------ Teks Bacaan

Proyeksi OECD dalam Interim Economic Outlook.
JAKARTA, DDTCNews – Ekspansi global kehilangan tenaga lebih cepat dari perkiraan beberapa bulan lalu. Hal ini menjadi proyeksi Organisation for Economic Co-operation and Development (OECD) dalam Interim Economic Outlook pekan lalu.
OECD memproyeksi pertumbuhan ekonomi dunia pada 2019 sebesar 3,3% turun 0,2 poin persentase dibandingkan proyeksinya pada November 2018. Proyeksi pertumbuhan ekonomi untuk 2020 juga dipangkas 0,1 poin persentase menjadi 3,4%, lebih lambat dari pertumbuhan tahun lalu 3,6%.
Khusus untuk G20, OECD memproyeksi pertumbuhan ekonomi pada 2019 sebesar 3,5%. Selain melambat dibandingkan tahun lalu 3,8%, estimasi itu lebih rendah 0,2 poin persentase dibandingkan proyeksi yang dikeluarkan November 2018. Pertumbuhen ekonomi pada 2020 tetap diproyeksi sebesar 3,7%.

------------
------ Daftar Butir

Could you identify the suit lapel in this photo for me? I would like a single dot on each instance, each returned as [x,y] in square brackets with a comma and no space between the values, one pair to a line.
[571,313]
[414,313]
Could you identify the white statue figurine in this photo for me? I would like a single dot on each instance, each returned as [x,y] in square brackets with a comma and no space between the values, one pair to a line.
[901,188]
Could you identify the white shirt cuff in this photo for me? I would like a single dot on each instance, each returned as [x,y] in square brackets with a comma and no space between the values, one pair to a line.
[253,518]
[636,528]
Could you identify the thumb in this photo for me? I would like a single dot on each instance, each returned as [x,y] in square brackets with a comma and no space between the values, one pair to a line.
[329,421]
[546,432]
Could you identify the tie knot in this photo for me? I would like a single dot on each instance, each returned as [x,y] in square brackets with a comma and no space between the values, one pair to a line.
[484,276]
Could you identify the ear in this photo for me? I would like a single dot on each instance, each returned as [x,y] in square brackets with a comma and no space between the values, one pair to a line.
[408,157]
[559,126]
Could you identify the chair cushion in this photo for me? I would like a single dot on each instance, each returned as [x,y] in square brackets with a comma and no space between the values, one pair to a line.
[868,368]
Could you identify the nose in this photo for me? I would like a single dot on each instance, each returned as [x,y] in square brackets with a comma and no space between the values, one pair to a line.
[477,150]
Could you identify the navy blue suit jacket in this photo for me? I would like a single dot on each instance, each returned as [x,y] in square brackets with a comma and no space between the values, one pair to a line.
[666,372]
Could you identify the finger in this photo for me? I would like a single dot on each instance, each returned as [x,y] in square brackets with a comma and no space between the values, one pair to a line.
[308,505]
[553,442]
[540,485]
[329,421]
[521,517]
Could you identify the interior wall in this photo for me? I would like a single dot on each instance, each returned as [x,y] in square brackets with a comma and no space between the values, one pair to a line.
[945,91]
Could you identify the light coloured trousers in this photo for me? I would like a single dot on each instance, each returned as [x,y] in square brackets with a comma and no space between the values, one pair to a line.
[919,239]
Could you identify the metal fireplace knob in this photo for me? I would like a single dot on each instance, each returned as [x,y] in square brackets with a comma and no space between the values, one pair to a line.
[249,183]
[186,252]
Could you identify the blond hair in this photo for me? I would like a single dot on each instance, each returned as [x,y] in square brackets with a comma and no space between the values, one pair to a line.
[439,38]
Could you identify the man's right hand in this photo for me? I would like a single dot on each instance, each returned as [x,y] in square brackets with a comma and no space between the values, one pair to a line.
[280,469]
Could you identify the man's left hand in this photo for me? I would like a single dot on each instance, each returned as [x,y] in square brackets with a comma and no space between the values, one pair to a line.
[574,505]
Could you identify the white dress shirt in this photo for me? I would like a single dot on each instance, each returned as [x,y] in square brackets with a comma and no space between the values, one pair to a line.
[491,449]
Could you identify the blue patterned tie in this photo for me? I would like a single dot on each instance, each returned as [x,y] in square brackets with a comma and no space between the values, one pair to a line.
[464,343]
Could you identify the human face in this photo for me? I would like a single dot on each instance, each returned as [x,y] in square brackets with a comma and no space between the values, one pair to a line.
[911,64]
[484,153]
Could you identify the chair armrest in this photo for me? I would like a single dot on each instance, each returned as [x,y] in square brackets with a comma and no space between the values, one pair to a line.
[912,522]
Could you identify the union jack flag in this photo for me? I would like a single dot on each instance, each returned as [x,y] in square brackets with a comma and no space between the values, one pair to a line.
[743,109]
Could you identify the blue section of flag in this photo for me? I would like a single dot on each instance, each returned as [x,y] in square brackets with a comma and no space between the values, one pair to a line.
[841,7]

------------

Petunjuk Latihan =
A. Terjemahkan kalimat "OECD memproyeksi pertumbuhan ekonomi dunia pada 2019 sebesar 3,3% turun 0,2 poin persentase dibandingkan proyeksinya pada November 2018." dari berita proyeksi OECD ke dalam bahasa Inggris.
B. Tolong lanjutkan berita proyeksi OECD mulai dari kalimat terakhirnya.

Jawaban per Tugas =
A. The OECD projected world economic growth in 2019 at 3.3%, down 0.2 percentage points from its projection in November 2018.

B.
Laurence Boone, Kepala Ekonom OECD mengatakan pemangkasan proyeksi pertumbuhan ekonomi ini lebih dipengaruhi oleh kondisi yang terjadi di Uni Eropa (UE). Selain pertumbuhan ekonominya mengecewakan, kinerja perdagangan baik di dalam maupun dengan mitra luar UE tercatat lesu.
“Kepercayaan bisnis dan konsumen telah anjlok di negara-negara maju karena berlanjutnya ketegangan perdagangan, tingginya tingkat ketidakpastian kebijakan di Eropa, dan meningkatnya kekhawatiran akibat perlambatan ekonomi China,” jelasnya seperti dilansir dari laman resmi OECD, Senin (11/3/2019).
Koreksi turun hampir terjadi di semua ekonomi G20, dengan penurunan terbesar di kawasan UE. Kondisi ini lebih banyak dipengaruhi pelemahan ekonomi di Jerman, Italia, Inggris, Kanada, dan Turki. Sektor manufaktur diperkirakan mendapat pukulan besar karena perang dagang.
Laurence mengatakan sebenarnya ada beberapa faktor yang mampu mendorong pertumbuhan ekonomi, seperti keuangan yang sedikit longgar karena ada sinyal jeda normalisasi kebijakan moneter. Pasar tenaga kerja juga cukup tangguh dengan peningkatan upah secara perlahan.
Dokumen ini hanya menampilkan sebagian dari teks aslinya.